--- Begin ---

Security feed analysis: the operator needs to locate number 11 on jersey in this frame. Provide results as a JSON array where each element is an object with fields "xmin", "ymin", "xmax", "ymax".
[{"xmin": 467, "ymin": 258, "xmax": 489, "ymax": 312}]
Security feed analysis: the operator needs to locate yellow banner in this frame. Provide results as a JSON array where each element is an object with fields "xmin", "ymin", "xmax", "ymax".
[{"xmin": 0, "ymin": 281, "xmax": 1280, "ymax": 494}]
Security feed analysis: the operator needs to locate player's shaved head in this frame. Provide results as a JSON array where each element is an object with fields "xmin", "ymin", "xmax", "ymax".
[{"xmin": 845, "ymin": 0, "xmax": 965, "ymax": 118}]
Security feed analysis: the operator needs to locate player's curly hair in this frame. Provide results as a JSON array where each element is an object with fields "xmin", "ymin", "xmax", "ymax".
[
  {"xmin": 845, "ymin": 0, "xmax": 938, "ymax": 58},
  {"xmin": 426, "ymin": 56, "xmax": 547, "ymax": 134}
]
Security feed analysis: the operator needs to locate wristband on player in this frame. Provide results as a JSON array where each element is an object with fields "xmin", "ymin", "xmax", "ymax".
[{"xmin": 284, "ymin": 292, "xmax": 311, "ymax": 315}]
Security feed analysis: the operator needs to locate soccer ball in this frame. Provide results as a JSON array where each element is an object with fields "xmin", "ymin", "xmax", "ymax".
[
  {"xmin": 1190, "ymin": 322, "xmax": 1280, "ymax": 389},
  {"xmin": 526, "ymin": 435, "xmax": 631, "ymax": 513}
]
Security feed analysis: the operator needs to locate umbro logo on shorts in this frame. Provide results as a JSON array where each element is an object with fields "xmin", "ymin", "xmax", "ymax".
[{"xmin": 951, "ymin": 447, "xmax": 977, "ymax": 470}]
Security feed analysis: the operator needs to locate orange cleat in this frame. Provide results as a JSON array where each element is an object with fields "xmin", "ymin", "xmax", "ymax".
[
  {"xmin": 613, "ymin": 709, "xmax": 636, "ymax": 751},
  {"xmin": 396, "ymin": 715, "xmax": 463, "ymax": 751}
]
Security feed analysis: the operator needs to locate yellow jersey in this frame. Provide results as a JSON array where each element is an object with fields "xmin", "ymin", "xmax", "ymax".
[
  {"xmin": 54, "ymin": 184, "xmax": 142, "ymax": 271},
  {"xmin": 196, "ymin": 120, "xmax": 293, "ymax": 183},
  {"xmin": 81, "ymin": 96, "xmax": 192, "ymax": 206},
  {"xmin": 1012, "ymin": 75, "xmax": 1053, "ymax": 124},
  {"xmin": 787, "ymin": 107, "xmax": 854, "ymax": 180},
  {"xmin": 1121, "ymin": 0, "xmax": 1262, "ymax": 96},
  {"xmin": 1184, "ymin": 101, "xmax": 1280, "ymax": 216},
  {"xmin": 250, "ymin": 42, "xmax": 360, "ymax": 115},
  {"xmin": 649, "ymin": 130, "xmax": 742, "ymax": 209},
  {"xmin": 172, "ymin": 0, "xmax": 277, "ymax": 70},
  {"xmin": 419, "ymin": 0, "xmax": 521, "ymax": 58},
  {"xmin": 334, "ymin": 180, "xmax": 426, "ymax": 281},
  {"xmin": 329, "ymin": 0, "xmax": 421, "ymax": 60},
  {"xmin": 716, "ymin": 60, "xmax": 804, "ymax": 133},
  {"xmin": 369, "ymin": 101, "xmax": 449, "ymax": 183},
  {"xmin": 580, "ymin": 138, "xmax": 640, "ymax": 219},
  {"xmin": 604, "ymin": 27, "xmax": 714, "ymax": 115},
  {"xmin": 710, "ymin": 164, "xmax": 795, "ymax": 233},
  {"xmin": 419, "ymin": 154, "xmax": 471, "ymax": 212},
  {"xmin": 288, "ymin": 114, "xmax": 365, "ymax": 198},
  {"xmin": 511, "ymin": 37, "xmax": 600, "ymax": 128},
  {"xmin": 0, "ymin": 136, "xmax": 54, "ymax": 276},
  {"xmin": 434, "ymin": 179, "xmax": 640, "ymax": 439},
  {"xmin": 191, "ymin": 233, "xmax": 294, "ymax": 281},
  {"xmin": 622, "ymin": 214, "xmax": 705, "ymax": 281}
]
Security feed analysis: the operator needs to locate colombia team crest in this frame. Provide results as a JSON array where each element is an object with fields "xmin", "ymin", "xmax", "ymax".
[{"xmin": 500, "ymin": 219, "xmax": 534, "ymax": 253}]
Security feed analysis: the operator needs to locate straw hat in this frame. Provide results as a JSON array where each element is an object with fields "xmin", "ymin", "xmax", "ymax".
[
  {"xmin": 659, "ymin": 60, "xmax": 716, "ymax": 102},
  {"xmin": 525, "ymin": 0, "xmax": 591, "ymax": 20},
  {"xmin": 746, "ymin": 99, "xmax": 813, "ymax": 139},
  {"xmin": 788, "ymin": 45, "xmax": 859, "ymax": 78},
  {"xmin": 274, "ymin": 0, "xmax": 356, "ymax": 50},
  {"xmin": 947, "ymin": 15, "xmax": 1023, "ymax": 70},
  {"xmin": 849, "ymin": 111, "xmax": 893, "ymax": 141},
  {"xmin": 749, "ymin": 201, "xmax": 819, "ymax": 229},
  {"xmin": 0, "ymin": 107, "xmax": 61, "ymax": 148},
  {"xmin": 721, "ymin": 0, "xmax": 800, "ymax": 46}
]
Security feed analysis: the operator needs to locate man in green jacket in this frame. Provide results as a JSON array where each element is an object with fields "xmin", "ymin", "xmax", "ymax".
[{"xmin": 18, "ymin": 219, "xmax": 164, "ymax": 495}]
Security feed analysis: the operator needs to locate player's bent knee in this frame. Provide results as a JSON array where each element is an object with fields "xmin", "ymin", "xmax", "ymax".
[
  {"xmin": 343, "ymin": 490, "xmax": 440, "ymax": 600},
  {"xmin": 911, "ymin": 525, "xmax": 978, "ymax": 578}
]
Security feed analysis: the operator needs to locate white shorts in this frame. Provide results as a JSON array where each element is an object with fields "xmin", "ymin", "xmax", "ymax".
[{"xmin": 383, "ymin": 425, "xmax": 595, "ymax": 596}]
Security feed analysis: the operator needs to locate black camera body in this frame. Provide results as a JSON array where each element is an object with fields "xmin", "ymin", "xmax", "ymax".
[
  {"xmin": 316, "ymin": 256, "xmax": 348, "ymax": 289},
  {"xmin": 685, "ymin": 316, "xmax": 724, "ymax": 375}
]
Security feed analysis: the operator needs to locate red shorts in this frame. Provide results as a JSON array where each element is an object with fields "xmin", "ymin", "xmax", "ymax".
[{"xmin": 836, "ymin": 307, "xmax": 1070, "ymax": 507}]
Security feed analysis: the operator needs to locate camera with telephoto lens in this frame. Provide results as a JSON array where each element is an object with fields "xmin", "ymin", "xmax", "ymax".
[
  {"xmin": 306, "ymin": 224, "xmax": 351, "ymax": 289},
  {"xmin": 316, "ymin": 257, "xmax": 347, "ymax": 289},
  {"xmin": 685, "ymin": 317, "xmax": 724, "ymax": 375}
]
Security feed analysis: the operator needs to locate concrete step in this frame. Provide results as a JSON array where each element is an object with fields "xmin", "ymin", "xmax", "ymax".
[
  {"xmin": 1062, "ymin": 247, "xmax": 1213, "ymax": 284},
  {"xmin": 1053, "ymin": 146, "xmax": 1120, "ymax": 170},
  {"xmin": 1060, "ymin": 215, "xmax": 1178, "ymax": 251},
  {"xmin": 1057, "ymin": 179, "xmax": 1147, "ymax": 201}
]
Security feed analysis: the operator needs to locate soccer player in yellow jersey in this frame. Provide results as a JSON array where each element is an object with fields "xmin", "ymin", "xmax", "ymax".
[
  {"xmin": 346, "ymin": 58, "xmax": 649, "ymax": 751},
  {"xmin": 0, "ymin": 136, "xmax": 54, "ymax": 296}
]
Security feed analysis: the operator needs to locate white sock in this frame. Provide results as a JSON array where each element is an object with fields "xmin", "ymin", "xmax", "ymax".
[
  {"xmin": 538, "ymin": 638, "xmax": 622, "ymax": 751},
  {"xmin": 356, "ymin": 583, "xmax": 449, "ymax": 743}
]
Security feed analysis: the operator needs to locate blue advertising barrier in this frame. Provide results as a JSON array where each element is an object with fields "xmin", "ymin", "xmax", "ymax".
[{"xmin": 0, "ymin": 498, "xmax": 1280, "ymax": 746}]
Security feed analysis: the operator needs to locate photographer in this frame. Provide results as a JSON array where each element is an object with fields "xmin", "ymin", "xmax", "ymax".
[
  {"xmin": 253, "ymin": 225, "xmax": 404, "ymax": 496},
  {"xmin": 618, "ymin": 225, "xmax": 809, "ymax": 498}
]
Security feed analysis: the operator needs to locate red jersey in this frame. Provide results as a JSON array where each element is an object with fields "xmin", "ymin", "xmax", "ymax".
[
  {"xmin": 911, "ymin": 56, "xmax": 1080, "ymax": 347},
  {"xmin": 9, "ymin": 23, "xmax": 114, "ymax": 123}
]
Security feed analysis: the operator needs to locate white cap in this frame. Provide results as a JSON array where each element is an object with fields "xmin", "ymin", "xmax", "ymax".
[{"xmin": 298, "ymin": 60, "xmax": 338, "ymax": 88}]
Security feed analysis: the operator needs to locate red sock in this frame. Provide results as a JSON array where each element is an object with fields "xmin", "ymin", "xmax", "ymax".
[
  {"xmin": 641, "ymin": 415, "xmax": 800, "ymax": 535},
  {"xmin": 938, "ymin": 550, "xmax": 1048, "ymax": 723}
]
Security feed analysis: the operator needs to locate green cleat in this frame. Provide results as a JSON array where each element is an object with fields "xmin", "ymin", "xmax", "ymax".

--- End ---

#### YOUR INSTRUCTIONS
Pull out every line of the material above that contains the string "camera", matching case exactly.

#### FINISHED ANSWER
Security feed analysis: the operator needs to locate black camera body in this frame. Provide results as a JSON array where each element is an object with fields "xmin", "ymin", "xmax", "ymax".
Security feed analysis: the operator needs to locate camera with telephoto lens in this frame. Provide results as a JSON array where each element is an object with fields "xmin", "ymin", "xmax", "ymax".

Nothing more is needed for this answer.